--- TEKS SUMBER ---

Mengacu pada sifat-sifat agama anak upaya-upaya membimbing kematangan beragama anak seyogyanya dilakukan secara terpadu di lingkungan keluarga, institusi pendidikan (sekolah), dan lingkungan masyarakat. Nashih Ulwan mengemukakan beberapa metode yang dapat dipilih antara lain:
1. Pendidikan Agama dengan Metode Keteladanan
Keteladanan adalah metode tarbiah yang selaras dengan fitrah manusia. Adalah bagian dari fitrah, jika setiap insan mendambakan hadirnya seorang tokoh atau figur yang layak menjadi panutan dalam hidup dan kehidupannya. Anak berbahasa sesuai dengan bahasa ibu. Apabila bahasa yang digunakan orang tua baik, maka anak akan berbahasa dengan baik dan benar. Demikian pula dalam pembentukan akhlak dan pergaulan anak, orang tua selalu menjadi model bagi anak-anaknya.
Seorang anak, bagaimanapun besarnya usaha yang dilakukan untuk kebaikannya, bagaimanapun suci fitrahnya, ia tidak akan mampu memenuhi prinsip-prinsip kebaikan dan pokok-pokok pendidikan utama selama ia tidak melihat orang tuanya sebagai teladan nilai dan moral yang tinggi. Adalah mudah orang tua mengajarkan banyak hal kepada anak-anak, namun adalah sesuatu yang teramat sulit bagi anak melaksanakan sesuatu yang diajarkan sedangkan ia tidak melihat orang tuanya mengamalkan apa yang diucapkannya.

--- DATA TERCATAT ---

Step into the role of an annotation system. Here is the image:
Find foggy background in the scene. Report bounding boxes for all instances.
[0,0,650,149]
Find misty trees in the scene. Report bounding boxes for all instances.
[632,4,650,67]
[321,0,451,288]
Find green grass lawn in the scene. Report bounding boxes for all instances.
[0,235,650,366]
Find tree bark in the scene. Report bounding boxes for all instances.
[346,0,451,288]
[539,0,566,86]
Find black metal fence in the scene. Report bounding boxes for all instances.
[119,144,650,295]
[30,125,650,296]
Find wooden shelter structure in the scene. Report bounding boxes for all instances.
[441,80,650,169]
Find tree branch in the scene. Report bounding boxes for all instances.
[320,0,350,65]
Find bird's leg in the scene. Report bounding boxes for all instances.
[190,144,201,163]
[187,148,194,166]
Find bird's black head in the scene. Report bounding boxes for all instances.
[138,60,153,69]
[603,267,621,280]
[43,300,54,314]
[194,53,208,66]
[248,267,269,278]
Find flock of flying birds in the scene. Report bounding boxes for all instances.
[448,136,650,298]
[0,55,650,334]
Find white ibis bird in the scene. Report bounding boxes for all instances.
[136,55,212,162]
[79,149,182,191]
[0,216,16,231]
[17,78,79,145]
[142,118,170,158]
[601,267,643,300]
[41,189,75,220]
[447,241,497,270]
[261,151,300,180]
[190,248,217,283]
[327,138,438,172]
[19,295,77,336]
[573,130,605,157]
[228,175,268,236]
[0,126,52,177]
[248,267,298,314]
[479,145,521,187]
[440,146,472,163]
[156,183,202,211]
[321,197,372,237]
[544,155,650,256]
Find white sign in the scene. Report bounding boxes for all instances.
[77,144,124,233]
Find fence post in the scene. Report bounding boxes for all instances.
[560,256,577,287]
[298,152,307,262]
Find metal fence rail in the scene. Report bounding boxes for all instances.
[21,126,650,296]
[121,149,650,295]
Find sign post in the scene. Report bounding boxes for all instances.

---

_TUGAS DAN LATIHAN:_
**1)** Terjemahkan kalimat dari teks sumber ini ke dalam bahasa Inggris: "Apabila bahasa yang digunakan orang tua baik, maka anak akan berbahasa dengan baik dan benar."
**2)** Salin persis baris-baris data, mulai dari baris yang memuat "Find wooden shelter" sampai dengan baris yang memuat "[0,55,650,334]".

_PEMBAHASAN JAWABAN:_
**1)** If the language used by the parents is good, then the child will speak well and correctly.

**2)**
Find wooden shelter structure in the scene. Report bounding boxes for all instances.
[441,80,650,169]
Find tree branch in the scene. Report bounding boxes for all instances.
[320,0,350,65]
Find bird's leg in the scene. Report bounding boxes for all instances.
[190,144,201,163]
[187,148,194,166]
Find bird's black head in the scene. Report bounding boxes for all instances.
[138,60,153,69]
[603,267,621,280]
[43,300,54,314]
[194,53,208,66]
[248,267,269,278]
Find flock of flying birds in the scene. Report bounding boxes for all instances.
[448,136,650,298]
[0,55,650,334]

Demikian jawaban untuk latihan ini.